INSTRUCTIONS TO FOLLOW:
Extract every line of the records below that contains the word "floor", treating uppercase and lowercase as distinct.

***** MATERIAL PROVIDED *****

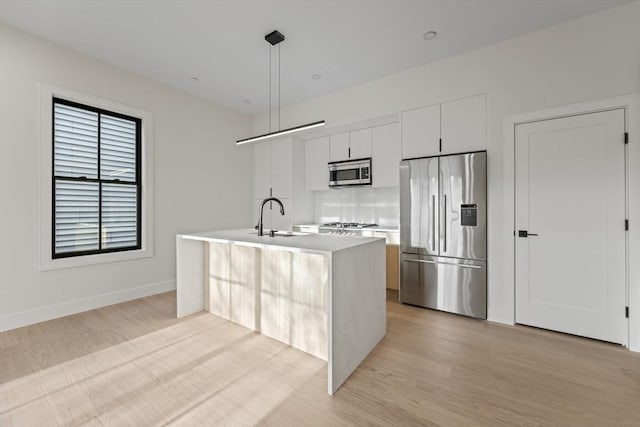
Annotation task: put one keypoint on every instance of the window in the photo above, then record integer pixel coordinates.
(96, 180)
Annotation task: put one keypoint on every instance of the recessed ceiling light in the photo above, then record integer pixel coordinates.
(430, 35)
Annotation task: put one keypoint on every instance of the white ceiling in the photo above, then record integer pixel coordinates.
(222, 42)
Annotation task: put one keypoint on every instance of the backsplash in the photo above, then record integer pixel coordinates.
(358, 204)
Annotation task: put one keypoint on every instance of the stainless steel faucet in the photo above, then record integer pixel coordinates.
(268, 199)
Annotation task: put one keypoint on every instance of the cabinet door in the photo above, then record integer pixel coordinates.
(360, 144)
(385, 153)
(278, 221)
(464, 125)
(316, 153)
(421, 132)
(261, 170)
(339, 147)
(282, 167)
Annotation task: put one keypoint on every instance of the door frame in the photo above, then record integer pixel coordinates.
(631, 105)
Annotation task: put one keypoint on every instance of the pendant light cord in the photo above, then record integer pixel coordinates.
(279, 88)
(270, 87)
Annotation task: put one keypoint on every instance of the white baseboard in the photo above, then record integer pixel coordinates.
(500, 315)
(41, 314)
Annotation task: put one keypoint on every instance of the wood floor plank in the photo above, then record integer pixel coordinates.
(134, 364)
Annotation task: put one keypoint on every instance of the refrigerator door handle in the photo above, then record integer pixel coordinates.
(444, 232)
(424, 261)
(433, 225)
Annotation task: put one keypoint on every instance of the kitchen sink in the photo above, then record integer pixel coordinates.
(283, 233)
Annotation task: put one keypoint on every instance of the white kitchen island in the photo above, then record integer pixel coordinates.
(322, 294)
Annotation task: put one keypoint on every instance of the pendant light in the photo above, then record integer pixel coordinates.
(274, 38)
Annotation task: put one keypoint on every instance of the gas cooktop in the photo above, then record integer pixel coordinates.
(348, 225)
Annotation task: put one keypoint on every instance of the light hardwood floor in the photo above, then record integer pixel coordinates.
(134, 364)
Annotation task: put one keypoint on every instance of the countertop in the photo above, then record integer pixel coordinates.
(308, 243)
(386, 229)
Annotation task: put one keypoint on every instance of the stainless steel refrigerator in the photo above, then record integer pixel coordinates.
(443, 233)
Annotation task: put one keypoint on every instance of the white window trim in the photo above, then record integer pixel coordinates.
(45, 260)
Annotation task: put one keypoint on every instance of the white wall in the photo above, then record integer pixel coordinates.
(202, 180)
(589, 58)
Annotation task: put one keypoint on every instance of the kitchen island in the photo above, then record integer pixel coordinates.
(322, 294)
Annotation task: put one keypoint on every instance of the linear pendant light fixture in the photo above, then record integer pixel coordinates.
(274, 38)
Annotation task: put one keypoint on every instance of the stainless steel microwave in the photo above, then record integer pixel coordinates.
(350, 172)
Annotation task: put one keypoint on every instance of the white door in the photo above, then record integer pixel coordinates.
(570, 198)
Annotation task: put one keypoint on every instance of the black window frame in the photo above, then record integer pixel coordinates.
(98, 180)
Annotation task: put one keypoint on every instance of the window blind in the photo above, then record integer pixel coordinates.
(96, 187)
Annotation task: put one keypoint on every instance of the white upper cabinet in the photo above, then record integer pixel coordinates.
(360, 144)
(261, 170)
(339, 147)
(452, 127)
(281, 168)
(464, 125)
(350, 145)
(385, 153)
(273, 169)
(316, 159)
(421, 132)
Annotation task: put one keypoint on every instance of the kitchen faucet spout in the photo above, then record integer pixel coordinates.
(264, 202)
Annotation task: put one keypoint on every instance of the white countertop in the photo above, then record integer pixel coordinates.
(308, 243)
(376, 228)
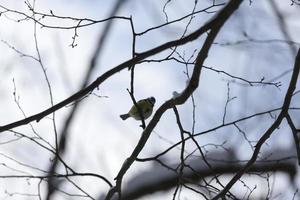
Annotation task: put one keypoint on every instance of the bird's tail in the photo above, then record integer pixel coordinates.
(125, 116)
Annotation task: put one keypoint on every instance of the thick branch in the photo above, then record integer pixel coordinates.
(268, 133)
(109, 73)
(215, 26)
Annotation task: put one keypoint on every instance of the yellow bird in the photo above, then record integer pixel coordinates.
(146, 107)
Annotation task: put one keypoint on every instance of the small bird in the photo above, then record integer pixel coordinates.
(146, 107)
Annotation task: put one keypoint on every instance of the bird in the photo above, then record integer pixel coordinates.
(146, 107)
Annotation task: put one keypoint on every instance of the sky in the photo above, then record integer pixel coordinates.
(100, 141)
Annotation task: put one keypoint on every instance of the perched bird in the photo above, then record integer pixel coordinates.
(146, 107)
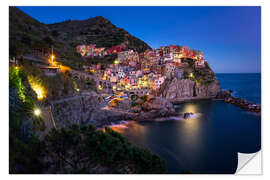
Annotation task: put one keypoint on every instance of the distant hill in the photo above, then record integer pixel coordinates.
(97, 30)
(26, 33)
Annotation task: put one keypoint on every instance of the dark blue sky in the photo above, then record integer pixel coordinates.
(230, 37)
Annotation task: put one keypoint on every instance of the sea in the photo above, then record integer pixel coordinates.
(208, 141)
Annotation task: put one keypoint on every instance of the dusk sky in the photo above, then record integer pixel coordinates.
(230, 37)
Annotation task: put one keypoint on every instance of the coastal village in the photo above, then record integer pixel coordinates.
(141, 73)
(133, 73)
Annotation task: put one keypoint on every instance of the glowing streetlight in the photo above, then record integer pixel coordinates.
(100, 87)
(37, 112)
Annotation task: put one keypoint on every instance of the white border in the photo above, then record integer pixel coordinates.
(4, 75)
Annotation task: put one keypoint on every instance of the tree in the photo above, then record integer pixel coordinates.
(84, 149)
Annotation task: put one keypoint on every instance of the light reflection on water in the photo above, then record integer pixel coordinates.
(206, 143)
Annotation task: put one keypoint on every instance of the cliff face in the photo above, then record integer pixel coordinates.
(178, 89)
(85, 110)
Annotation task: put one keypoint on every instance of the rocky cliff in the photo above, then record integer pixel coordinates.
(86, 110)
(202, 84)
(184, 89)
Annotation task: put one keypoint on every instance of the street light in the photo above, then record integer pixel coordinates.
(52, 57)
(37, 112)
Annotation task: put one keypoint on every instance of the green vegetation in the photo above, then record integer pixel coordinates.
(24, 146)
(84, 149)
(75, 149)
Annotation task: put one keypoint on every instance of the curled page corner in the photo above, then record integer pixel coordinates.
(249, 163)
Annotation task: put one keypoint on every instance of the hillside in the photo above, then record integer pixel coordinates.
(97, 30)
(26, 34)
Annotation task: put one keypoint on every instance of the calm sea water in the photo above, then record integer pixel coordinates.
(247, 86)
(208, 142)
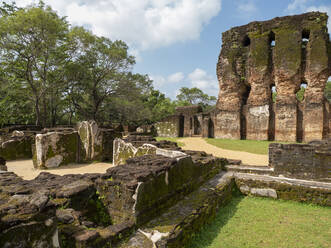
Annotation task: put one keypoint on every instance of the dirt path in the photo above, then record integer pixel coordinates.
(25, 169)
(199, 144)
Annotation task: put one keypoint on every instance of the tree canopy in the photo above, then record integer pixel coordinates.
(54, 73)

*****
***** MATERIAL PROVIDED *****

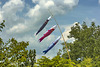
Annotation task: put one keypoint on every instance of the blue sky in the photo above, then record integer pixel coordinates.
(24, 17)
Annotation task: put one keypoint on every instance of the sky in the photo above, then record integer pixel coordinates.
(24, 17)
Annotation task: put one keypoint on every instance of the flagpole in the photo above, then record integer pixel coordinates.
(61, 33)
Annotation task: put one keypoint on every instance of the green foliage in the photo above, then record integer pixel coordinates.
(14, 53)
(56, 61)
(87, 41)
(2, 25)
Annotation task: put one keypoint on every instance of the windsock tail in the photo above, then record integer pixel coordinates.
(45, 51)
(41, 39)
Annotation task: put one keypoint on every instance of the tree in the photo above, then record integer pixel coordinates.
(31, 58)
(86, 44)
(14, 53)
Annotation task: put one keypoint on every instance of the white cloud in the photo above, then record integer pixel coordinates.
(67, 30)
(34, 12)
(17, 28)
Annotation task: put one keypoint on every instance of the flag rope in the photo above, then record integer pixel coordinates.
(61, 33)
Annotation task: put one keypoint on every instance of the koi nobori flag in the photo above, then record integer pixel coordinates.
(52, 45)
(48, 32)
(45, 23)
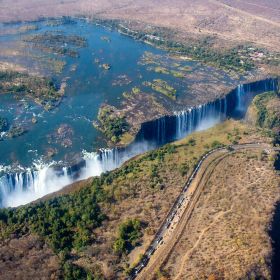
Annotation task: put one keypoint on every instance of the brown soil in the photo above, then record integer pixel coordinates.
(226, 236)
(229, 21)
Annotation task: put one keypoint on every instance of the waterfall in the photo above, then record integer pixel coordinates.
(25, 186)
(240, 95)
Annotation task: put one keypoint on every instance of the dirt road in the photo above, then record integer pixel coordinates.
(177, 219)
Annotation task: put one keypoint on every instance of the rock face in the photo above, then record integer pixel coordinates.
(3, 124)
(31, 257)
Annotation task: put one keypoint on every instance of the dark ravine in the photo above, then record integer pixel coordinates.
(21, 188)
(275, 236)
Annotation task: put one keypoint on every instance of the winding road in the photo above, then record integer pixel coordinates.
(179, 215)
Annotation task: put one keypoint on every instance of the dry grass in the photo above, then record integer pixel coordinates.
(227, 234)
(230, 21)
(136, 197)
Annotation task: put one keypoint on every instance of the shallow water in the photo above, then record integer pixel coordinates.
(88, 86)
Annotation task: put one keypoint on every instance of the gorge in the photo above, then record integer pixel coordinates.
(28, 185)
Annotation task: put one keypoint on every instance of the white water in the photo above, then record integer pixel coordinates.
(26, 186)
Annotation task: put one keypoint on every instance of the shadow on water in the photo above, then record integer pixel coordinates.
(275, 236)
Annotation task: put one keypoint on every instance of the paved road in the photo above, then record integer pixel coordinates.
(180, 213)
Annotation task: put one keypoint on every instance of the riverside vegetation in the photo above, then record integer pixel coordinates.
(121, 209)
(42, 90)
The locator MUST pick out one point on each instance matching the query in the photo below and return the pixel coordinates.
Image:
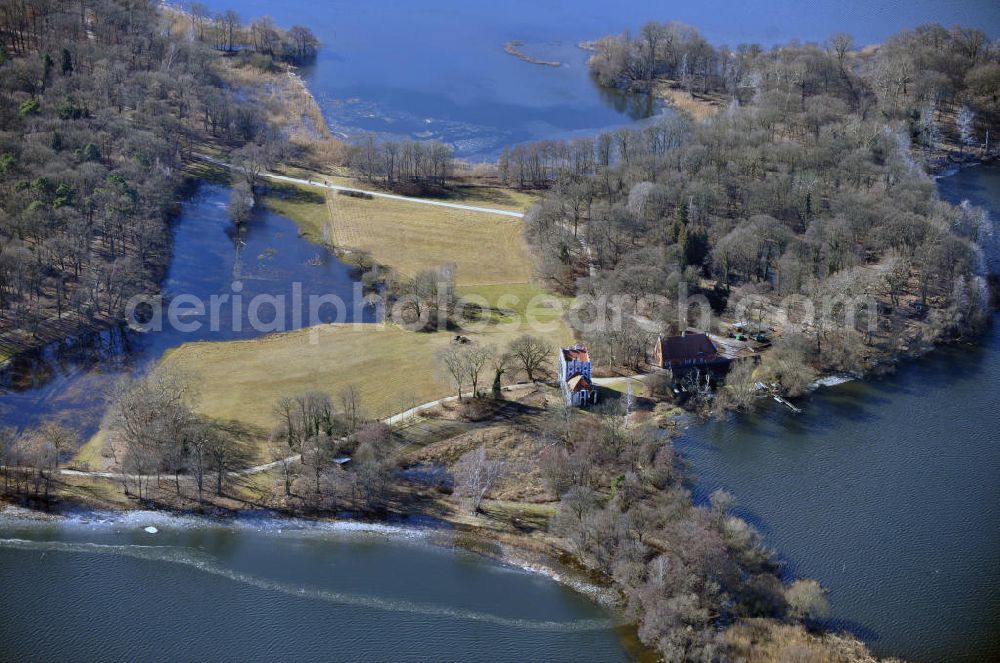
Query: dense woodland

*****

RESPONSE TO THIS EXERCISE:
Annotation task: put one keypoint on every instance of the wood floor plank in the photo above, then record integer pixel coordinates.
Annotation task: put one keypoint on every instance of the light hardwood floor in the photo above, then record integer pixel coordinates.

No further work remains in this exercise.